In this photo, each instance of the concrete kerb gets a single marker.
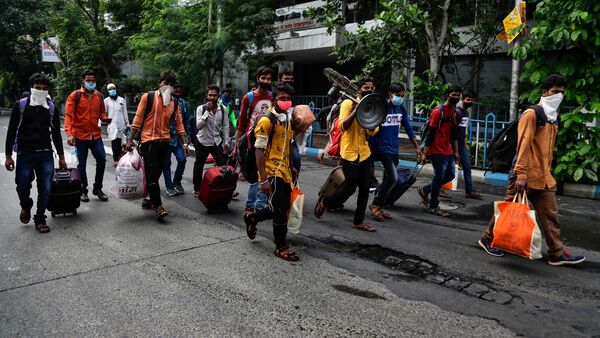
(499, 179)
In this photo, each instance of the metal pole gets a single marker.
(514, 79)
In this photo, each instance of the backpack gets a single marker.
(502, 149)
(426, 129)
(22, 105)
(149, 104)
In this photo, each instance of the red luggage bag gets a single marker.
(218, 185)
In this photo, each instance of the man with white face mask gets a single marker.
(117, 112)
(152, 119)
(33, 122)
(532, 172)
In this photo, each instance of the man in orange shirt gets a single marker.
(84, 108)
(153, 119)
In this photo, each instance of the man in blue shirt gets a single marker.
(462, 122)
(173, 185)
(386, 145)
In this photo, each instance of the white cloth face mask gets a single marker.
(38, 98)
(550, 105)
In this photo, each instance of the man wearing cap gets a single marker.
(117, 111)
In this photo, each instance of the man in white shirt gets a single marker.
(117, 111)
(213, 134)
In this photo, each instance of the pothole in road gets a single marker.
(357, 292)
(421, 269)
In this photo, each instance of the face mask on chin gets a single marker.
(550, 105)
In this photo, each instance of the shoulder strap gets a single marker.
(542, 119)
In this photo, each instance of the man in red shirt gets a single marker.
(441, 147)
(253, 106)
(85, 107)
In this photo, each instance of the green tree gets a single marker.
(570, 30)
(23, 23)
(180, 37)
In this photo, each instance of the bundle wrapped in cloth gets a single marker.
(302, 118)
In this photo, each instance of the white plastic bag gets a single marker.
(131, 181)
(296, 208)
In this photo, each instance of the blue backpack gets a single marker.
(22, 105)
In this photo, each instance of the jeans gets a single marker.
(201, 156)
(154, 154)
(390, 178)
(443, 167)
(277, 211)
(356, 175)
(180, 157)
(465, 163)
(29, 166)
(296, 156)
(97, 148)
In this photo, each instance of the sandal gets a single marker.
(42, 228)
(287, 255)
(474, 195)
(364, 227)
(378, 213)
(438, 212)
(444, 194)
(319, 208)
(250, 224)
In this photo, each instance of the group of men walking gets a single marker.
(164, 126)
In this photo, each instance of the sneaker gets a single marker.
(179, 189)
(25, 216)
(438, 212)
(566, 259)
(160, 212)
(171, 192)
(146, 204)
(424, 196)
(486, 244)
(101, 196)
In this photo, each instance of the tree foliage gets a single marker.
(569, 30)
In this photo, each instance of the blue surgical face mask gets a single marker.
(90, 85)
(397, 100)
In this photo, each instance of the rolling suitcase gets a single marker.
(333, 184)
(65, 192)
(218, 185)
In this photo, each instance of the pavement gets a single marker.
(112, 270)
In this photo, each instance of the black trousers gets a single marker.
(154, 154)
(277, 210)
(117, 149)
(201, 156)
(357, 175)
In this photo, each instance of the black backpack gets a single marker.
(502, 149)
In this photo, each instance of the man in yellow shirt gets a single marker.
(356, 160)
(275, 169)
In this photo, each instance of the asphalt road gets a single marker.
(112, 270)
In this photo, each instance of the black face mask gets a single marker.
(453, 100)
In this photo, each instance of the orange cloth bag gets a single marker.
(516, 230)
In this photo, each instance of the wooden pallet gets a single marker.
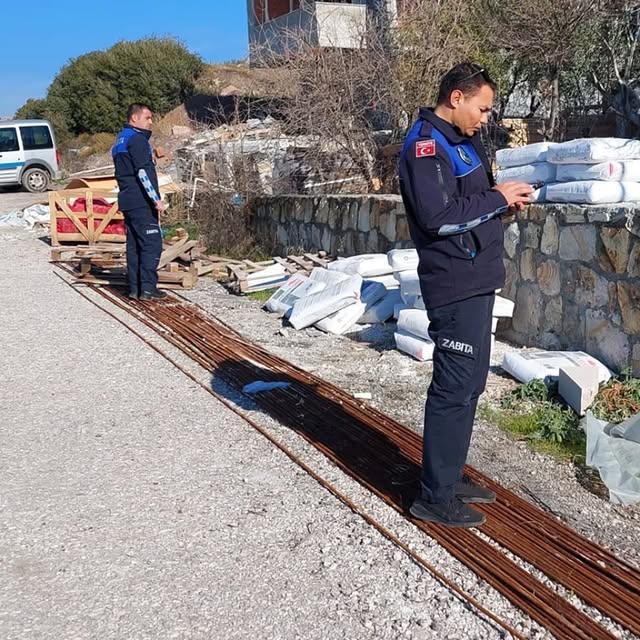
(93, 229)
(240, 272)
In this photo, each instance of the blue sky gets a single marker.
(39, 38)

## Given task
Repeat the entries from the line containing "In this photo, each instance of the asphalt" through the end of the entries, both ends included, with the requests kept as they are and -86 added to every coordinate in the answers. Leave the pictures out of your reply.

## Exercise solution
In this photo, each instance of the asphalt road gets a single marker.
(26, 184)
In this photo, each instance of the black face mask gets a single marker.
(367, 14)
In this photo, each instance of the orange cloth bag gets a single marker.
(430, 144)
In this photo, each instance of the wooden pallet gets a single marker.
(7, 143)
(154, 186)
In this photo, each instance of the blue sky gets a single marker.
(-47, -48)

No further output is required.